● **TASK DESCRIPTION**
From the listing below, pull out all lines with "tree" in them.
----
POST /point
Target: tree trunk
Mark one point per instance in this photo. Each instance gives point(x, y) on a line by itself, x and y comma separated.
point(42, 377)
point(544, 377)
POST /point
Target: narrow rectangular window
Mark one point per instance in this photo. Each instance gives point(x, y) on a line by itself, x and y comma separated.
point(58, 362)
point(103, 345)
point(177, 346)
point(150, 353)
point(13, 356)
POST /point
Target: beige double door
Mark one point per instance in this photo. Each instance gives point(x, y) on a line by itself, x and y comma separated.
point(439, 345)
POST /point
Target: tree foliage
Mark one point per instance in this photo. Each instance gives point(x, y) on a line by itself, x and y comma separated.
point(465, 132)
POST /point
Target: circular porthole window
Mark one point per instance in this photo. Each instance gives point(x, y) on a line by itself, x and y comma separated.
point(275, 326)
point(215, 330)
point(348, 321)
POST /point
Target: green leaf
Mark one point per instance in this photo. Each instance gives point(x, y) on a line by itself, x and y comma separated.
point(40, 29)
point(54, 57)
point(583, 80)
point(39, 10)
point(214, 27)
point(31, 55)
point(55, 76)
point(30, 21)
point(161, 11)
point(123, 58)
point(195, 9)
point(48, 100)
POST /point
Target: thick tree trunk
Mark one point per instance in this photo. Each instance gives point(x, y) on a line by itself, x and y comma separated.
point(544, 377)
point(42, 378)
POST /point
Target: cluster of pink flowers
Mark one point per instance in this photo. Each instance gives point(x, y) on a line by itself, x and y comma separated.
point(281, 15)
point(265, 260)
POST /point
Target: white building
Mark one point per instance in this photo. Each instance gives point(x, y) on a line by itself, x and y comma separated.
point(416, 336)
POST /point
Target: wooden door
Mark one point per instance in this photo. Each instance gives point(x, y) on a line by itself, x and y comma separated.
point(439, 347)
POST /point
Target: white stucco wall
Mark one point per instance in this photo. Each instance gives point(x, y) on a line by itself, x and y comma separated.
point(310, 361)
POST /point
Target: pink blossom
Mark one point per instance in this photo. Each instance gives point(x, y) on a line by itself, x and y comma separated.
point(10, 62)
----
● **SOLUTION TO THE PROBLEM**
Target: tree trunk
Target: tree foliage
Target: thick tree trunk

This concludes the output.